Records for this task
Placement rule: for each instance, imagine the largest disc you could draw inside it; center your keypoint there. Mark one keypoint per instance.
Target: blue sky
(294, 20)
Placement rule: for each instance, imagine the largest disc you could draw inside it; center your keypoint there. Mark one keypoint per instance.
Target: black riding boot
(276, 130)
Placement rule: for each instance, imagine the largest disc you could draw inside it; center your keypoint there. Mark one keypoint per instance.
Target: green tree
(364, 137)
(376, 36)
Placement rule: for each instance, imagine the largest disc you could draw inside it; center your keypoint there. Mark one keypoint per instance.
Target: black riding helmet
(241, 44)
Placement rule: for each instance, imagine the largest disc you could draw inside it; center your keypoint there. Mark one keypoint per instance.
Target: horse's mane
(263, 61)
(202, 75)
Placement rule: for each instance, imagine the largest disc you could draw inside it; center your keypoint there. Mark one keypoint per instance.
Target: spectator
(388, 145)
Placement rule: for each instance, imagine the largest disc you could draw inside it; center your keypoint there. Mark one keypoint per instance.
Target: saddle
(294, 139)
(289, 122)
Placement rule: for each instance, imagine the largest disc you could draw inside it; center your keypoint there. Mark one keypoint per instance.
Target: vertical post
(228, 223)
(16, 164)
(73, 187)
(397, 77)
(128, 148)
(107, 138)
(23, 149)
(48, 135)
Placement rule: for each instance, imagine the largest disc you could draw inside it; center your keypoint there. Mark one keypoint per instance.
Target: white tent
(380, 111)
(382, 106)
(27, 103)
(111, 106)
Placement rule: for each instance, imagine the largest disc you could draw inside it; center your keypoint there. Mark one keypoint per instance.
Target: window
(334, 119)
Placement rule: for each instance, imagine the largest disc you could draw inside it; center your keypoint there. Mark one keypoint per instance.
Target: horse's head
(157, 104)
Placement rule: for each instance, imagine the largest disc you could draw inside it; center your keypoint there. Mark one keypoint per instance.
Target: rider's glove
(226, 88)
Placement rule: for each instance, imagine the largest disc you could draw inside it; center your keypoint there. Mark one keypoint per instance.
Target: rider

Exercise instructions
Everything from the line holding "Target: spectator" through the final line of the material must be given again exactly, and nothing outside that stretch.

Response to this exercise
Target: spectator
(388, 145)
Placement rule: for each instance, imagine the largest disc you could draw inside it; center your keypoint there. Mark one keypoint per instance.
Target: saddle
(294, 139)
(289, 122)
Placement rule: for each instance, imagine the largest disc you could draw inside it; center your keypoint there. Mark one keypoint per instance.
Target: vertical post
(228, 223)
(16, 164)
(73, 187)
(397, 77)
(128, 148)
(107, 138)
(23, 149)
(48, 135)
Placement rule: for each instance, imagine the largest disc you could draw inside it; center your keypoint there. Mark one keypoint per instance.
Target: white tent
(380, 111)
(382, 106)
(27, 103)
(111, 106)
Placement rule: for each instance, imagine the largest disc you could draw inside it; center your keypoint there. Mark one keypoint per instance.
Target: window
(334, 119)
Placement rule: for each instance, imagine the largest disc you could draw inside it; center your keypoint there. Mark one keypoint per instance.
Target: horse's head
(157, 104)
Placement rule: for each instance, imagine the largest disc you could draw inside it; center your keypoint there. Mark one keypoint per instance.
Target: rider's glove
(226, 88)
Placement rule: for each instance, imagine the largest disc you could draw inside it; center your keypoint there. Mark one keypoint per instance.
Target: rider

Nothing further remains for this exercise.